#### [What you will do]
Copy the records below line for line, without changing anything.

#### [Records from a data source]
---------------

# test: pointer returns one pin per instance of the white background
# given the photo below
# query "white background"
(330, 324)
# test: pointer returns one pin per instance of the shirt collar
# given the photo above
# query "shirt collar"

---------------

#### [Solution to the exercise]
# test: pointer returns one pin per instance of the white background
# given the photo below
# query "white background"
(330, 324)
# test: pointer returns one pin per instance of the shirt collar
# given the photo above
# query "shirt collar"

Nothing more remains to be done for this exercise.